Problem statement:
Pick up the Gaussian process modeling walkthrough below after its final sentence and write the next part.

Text block:
* * * * * * *
Modeling Walkthrough

Gaussian process models are a form of supervised learning in that the analyst has to define one or more co-variance functions to account for the data. We start by using a model to identify some set of maximally likely parameters for each function (or in a Bayesian context a distribution of parameters). Some modelers refer to this phase as “tuning” the hyperparameters. When the hyperparameters are sufficiently tuned, we take the co-variance functions and the hyperparameters and feed in a time window outside the data used for training the model (typically after the training data in time, but sometimes we are interested in “backcasting”).

The modeling process may sound straightforward. But it isn’t always. Building a good Gaussian process model (well, really any model) requires a bit of iteration. Along the way, the analyst selects which kernels to add or multiply together to try to reliably re-create the patterns observed in the historical data. Making these choices is a mix of trial and error, statistical reasoning, and muttered curse words.

Example: Say we worked for “Big Ice Cream” and we wanted to know, using our own sales records, our expected sales for the upcoming year? Being in the business of selling ice cream and ice cream accessories for so many years, we know there is a reliable pattern that unfolds annually. Our lowest sales are the winter months. We ramp up through the spring, peak in the summer, and start to return back down to the lower winter levels in the fall. We also know that ice cream sales in general are up over the past few years. The first process suggests there is a detectable annual cycle that peaks each summer. A periodic kernel of some sort should be able to capture a pattern that repeats reliably over time. The second process suggests that over time values are going up. We could either use a linear kernel (though there may be more efficient ways to achieve the same end), or a simple “decay” kernel like the squared exponential co-variance kernel. Modeling the AirPassengers data will involve both a periodic kernel and a squared exponential kernel (in several capacities).
* * * * * * *
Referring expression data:

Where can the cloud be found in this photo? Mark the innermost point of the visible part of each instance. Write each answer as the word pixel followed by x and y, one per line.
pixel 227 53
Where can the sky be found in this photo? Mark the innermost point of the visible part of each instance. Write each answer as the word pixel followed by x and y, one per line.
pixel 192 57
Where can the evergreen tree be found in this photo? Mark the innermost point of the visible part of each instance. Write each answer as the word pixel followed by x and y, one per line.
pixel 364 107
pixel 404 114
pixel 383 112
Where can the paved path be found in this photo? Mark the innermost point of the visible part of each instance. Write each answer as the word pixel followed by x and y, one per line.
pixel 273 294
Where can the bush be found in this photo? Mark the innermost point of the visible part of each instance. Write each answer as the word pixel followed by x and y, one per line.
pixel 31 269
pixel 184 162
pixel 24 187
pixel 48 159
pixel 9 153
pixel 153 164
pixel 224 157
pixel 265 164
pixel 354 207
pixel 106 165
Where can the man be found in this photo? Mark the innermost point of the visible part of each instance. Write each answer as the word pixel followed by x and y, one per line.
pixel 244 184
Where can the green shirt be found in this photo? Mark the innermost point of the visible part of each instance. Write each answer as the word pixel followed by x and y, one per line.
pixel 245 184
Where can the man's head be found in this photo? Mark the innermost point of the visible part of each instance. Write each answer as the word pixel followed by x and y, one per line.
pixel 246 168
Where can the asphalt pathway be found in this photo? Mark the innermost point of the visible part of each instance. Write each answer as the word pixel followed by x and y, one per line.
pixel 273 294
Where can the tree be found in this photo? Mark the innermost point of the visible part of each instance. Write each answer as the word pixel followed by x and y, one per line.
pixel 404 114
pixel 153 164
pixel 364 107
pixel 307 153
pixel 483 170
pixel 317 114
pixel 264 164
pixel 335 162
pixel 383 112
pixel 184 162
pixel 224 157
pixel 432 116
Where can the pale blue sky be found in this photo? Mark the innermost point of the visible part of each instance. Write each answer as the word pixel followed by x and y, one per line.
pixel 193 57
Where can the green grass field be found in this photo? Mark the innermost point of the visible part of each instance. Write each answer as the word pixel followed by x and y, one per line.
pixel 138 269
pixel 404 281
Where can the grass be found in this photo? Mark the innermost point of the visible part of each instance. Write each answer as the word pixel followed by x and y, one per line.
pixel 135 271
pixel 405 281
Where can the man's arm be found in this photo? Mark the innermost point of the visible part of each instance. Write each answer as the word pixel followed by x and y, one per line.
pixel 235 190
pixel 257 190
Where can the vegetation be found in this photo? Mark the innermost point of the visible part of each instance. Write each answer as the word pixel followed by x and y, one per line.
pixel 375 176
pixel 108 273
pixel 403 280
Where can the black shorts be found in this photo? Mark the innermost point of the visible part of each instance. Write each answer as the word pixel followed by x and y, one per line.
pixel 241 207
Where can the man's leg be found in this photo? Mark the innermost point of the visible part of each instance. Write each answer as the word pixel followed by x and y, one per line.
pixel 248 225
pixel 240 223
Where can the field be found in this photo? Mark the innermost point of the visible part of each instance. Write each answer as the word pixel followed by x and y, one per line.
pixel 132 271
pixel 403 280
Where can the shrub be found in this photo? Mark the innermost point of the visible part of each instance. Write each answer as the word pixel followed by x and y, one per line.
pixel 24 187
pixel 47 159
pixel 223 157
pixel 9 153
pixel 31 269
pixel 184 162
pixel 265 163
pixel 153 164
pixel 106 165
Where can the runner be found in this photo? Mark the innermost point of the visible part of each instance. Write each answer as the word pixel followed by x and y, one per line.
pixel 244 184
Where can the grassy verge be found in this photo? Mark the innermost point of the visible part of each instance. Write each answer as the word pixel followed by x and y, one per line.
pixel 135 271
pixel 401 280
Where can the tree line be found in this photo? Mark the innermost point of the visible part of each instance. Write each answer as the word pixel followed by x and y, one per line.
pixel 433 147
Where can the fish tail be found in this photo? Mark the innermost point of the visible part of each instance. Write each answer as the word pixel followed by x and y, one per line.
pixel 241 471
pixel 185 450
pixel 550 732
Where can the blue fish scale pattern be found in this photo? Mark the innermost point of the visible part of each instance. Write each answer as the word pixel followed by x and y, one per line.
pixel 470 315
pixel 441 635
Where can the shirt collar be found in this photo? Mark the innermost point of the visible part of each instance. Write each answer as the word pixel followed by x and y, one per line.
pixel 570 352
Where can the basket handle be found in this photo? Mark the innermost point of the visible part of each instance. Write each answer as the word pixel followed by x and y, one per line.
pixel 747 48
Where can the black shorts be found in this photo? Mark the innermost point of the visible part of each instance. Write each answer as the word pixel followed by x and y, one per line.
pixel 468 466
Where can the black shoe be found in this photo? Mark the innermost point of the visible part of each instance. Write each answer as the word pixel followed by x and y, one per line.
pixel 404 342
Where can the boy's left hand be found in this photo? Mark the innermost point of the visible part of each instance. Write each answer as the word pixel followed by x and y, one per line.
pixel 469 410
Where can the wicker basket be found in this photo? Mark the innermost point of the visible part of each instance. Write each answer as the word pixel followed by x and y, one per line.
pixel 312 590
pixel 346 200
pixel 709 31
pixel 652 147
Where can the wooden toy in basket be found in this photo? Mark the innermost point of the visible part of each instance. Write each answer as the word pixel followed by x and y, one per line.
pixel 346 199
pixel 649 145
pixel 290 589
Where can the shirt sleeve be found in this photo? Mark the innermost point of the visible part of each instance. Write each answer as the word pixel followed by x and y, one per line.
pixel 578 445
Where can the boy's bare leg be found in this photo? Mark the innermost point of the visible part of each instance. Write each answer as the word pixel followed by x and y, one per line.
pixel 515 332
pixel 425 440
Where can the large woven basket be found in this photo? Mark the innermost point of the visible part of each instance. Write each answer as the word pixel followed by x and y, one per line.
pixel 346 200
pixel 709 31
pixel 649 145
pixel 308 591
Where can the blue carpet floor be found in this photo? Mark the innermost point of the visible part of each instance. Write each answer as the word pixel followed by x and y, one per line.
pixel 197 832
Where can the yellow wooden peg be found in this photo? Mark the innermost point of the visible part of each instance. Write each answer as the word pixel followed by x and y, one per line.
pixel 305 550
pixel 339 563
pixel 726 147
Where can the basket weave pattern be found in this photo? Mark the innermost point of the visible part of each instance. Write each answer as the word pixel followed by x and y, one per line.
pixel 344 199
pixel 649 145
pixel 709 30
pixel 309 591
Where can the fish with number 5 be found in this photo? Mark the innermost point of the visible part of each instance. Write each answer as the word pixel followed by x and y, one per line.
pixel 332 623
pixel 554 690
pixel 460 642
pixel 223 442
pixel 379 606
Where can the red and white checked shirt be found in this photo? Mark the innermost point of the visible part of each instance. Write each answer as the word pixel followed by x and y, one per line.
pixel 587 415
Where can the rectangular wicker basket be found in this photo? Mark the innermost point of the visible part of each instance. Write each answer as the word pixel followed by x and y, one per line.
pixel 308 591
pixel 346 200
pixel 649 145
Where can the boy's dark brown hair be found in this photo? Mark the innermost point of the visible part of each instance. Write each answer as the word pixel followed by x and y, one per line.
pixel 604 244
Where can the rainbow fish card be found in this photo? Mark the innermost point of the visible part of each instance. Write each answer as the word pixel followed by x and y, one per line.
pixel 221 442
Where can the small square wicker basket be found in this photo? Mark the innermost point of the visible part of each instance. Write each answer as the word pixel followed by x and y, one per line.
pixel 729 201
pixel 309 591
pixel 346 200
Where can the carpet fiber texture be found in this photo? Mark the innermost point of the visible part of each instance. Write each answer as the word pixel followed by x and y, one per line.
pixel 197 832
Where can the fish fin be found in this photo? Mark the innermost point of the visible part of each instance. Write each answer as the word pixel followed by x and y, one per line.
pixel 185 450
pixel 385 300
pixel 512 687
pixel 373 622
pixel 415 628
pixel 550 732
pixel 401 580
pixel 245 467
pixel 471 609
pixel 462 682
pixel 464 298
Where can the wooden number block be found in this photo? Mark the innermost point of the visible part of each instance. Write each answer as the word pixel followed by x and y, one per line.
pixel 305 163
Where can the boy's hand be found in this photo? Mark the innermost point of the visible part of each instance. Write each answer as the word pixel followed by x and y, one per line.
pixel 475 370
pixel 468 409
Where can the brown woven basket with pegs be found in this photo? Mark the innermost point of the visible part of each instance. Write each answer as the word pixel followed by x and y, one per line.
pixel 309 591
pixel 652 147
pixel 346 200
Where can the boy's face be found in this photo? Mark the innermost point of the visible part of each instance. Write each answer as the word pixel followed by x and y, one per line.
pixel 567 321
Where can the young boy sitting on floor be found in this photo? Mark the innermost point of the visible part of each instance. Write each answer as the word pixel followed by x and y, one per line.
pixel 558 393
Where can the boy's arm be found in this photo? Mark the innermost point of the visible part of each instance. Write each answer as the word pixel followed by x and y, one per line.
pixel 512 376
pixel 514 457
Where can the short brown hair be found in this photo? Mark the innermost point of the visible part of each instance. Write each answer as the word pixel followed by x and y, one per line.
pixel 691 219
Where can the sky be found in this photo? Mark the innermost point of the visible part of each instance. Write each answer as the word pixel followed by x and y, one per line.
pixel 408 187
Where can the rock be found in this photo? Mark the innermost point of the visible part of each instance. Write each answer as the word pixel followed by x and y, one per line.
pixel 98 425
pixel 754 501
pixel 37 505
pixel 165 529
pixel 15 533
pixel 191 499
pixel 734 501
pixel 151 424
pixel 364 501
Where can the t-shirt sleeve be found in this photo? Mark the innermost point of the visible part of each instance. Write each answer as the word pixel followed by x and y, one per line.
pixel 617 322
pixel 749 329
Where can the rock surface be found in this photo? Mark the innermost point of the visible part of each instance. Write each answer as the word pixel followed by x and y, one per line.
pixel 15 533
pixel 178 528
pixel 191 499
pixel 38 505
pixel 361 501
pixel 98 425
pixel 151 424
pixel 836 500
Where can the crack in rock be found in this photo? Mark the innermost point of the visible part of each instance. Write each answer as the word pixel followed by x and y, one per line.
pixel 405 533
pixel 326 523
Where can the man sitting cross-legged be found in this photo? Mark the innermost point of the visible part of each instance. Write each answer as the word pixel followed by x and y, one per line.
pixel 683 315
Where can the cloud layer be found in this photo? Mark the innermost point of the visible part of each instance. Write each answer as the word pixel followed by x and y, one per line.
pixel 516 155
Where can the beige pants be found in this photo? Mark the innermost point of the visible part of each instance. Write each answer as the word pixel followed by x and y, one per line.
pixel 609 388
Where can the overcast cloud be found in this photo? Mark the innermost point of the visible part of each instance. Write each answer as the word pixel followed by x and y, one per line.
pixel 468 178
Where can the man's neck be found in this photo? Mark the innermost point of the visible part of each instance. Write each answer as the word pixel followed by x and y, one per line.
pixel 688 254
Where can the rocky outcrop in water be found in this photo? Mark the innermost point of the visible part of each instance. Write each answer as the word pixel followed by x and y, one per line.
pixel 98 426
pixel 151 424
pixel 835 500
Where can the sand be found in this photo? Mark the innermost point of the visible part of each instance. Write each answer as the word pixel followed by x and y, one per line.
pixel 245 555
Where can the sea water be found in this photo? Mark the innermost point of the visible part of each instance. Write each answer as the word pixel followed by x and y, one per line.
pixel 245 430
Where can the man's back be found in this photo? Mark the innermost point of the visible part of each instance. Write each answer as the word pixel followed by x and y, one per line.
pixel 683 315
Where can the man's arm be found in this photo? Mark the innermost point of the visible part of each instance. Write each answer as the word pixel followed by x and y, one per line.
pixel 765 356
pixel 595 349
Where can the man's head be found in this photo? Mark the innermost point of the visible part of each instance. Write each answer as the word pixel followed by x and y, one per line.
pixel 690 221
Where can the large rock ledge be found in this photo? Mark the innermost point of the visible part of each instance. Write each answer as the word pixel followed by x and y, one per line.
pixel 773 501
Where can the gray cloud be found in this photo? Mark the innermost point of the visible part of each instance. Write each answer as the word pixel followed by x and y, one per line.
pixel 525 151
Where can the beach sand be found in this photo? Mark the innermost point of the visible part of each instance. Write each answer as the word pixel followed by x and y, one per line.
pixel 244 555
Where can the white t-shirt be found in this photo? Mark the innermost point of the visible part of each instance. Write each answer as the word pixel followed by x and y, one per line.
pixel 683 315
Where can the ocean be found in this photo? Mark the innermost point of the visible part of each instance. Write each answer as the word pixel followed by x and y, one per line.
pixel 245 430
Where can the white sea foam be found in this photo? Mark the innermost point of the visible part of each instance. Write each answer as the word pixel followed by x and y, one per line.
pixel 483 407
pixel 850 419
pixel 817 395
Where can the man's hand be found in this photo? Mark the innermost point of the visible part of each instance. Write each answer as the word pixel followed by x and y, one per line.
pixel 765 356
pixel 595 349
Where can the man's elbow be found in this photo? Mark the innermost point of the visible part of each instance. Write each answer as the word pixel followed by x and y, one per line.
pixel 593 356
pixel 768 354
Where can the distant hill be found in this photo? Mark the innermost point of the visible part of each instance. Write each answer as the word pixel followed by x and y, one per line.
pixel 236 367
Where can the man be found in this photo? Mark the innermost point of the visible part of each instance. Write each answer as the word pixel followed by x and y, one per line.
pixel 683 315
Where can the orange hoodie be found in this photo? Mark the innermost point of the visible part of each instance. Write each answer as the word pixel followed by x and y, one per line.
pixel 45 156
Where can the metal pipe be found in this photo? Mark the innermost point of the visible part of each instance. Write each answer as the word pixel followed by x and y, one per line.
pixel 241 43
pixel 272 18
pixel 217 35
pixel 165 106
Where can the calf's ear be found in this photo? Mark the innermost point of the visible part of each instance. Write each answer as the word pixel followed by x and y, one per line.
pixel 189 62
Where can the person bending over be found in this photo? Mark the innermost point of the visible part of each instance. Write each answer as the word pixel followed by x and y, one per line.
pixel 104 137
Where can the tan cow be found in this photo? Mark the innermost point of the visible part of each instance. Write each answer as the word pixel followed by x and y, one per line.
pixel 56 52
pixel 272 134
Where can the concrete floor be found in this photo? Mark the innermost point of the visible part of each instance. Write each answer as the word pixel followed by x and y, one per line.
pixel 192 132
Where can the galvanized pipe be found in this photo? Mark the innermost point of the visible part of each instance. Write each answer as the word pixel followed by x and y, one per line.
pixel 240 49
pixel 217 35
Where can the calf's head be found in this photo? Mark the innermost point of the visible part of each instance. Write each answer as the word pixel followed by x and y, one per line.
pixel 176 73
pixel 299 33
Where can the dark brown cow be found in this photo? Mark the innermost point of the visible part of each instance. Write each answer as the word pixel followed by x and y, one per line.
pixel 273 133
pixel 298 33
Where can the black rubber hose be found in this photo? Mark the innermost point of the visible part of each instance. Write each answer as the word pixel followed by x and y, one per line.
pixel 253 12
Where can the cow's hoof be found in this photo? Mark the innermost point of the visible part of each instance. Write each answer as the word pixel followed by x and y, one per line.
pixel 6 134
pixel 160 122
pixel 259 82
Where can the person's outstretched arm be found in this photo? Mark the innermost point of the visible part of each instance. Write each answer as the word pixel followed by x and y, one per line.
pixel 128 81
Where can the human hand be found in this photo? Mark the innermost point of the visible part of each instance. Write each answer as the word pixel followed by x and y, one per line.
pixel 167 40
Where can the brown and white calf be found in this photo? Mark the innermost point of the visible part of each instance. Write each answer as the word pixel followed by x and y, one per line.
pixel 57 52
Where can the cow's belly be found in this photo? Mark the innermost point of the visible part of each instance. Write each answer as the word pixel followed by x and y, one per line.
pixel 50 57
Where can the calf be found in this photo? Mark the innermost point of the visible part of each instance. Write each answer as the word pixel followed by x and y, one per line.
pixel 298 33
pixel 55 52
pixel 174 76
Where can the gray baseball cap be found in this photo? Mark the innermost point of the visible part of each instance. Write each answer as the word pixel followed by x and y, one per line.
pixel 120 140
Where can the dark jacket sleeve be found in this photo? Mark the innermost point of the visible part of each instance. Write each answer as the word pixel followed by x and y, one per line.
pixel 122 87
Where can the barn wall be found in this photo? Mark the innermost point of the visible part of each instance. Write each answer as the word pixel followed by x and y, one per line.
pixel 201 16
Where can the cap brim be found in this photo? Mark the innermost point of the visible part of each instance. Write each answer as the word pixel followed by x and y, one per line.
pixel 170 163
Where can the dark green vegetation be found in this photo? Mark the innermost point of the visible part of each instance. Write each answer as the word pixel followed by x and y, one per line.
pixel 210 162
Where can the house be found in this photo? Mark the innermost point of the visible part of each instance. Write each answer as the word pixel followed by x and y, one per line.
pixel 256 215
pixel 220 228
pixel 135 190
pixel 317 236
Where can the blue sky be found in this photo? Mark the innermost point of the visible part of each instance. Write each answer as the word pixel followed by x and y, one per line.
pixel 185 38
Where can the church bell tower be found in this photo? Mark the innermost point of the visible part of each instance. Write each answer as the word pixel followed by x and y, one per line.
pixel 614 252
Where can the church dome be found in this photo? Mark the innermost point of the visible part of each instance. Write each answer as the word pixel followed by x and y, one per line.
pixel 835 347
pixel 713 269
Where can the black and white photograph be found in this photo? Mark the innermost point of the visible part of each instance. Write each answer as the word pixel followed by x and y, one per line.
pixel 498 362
* * * * * * *
Task answer:
Modeling Overview

In terms of modeling strategy, we’ll start with a simple, common co-variance function - the squared exponential kernel. From there we’ll explore possible transformations and additional kernels. We’ll be using the AirPassengers data that ships with R. For more information about the data type ?AirPassengers in your R terminal.

The goal here is to build a forecast model that yields our best guess of future monthly airline passengers, given the trends we’ve seen over the preceding 10-year period. So how do we know if our model is any good? Since we can’t test the model’s performance against the future outcomes when building it, we’ll do the next best thing - split the data into a training epoch and a testing epoch. The training epoch is for tuning the model’s hyperparameters on historical data. The testing epoch is a “mock” forecast of sorts. We’re basically saying, what if we had used this model in 1959 - using all the data available up to that point - to predict monthly passengers in 1960? How well would the model have done? Absent a crystal ball, playing out this counterfactual forecasting scenario will be one of our best tests of the effectiveness of the model.

Before modeling we split out the training (1949-1959) and testing (1960) data.

air_pass_train <- air_pass_tbl %>% 
  filter(year < 1960)

air_pass_test <- air_pass_tbl %>% 
  filter(year >= 1960)

Model 1

As mentioned above, the first model will use the squared exponential co-variance function (below) as the sole Gaussian process.

\[k(t,t') = \sigma^2 exp\Big(-\frac{(t-t')^2}{2l^2}\Big)\]

We’re interested in tuning the “length” parameter \(l^2\) and the variance parameter \(\sigma^2\) of this co-variance function. The length parameter governs how strongly correlated two points are as a function of time. The \(\sigma^2\) parameter “weights” or “scales” this function’s contribution to the overall co-variance matrix.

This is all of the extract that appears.